→ **STATED GOAL**:
Display each line in the rows below that contains the string "dark". Treat uppercase and lowercase as different.

======== SOURCE RECORDS ========

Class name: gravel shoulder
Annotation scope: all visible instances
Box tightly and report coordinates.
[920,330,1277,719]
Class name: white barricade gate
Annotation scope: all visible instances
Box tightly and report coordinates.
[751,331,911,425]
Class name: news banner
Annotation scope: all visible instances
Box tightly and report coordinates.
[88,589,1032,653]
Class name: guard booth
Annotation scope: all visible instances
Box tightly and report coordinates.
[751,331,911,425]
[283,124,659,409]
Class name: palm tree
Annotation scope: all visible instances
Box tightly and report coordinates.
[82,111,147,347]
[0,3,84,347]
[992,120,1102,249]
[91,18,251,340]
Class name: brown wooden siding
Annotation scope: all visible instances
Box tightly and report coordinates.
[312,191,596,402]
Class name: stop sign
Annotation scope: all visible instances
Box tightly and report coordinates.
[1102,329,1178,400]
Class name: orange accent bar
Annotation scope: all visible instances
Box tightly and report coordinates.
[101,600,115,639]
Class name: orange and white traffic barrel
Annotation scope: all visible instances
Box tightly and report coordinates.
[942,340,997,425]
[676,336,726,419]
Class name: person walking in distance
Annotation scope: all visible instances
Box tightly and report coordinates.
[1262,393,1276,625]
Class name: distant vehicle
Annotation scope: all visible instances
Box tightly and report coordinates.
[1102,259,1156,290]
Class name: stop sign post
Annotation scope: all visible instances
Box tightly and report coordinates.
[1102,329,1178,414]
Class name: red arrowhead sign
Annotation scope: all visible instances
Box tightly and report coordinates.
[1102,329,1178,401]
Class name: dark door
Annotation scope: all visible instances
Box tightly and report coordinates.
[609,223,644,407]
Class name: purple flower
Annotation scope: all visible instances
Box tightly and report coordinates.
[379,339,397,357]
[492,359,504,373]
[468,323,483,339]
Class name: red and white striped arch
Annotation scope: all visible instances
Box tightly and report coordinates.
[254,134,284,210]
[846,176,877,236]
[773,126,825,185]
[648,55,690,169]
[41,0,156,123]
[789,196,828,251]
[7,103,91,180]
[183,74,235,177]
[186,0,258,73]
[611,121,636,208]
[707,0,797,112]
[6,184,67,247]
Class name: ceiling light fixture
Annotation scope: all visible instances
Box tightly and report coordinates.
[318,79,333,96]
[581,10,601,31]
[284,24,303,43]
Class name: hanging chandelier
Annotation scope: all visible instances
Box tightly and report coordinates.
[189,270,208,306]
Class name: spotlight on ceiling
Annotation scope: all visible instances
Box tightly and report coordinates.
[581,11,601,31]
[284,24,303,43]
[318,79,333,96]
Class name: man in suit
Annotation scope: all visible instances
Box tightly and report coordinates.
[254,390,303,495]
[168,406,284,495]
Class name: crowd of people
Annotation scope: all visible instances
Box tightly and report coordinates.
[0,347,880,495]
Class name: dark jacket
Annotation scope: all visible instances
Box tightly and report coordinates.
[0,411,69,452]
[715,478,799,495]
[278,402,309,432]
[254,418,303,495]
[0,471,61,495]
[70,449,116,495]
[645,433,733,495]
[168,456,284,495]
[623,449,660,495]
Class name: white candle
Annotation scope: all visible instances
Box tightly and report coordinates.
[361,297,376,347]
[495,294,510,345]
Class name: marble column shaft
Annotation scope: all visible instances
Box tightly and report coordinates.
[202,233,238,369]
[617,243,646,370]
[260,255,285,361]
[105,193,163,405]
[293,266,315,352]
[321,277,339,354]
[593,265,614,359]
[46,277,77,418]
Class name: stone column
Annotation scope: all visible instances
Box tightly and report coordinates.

========

→ **WRITTEN SOLUTION**:
Class name: dark door
Class name: dark jacket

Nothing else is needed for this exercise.